**Records to use:**
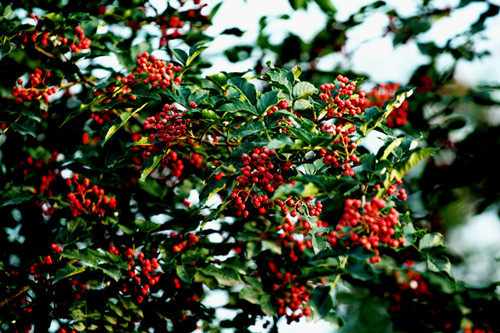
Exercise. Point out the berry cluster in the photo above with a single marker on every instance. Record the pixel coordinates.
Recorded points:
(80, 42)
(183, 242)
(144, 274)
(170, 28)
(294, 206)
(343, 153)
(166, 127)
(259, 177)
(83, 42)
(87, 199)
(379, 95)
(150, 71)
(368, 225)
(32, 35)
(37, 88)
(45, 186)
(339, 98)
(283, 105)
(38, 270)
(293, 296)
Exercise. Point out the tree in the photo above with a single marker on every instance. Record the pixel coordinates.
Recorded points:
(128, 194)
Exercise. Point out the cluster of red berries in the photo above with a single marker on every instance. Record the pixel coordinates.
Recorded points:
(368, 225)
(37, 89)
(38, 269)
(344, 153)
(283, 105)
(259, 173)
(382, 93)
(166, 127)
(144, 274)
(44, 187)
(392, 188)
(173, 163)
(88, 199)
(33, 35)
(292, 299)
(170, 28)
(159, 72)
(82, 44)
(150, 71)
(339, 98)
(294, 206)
* * *
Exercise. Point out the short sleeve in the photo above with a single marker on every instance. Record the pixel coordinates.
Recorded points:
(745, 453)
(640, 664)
...
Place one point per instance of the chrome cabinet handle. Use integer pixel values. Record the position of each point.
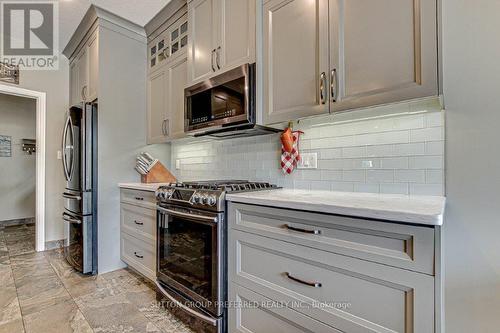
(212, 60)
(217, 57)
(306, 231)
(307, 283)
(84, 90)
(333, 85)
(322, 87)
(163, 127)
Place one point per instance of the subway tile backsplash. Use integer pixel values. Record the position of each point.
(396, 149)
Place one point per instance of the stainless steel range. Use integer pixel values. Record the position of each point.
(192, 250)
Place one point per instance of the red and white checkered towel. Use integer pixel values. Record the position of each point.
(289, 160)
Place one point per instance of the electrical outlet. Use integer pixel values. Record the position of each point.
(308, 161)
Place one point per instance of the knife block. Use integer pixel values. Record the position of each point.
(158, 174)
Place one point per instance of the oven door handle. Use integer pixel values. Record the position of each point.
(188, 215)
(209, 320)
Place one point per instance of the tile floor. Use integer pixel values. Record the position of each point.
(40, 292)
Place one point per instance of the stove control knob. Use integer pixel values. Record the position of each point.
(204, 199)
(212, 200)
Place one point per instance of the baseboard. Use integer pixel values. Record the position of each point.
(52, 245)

**Aim of the exercise:** Sift through the records above and copy each line that contains the word "tile". Treat uppercase and lowercase letters as different.

**Task answer:**
Place one point per instance of the subway tile backsplash. Use integer pixel values. Record the position of each point.
Place one point per instance of the tile floor. Use integer pixel values. Record the position of each point.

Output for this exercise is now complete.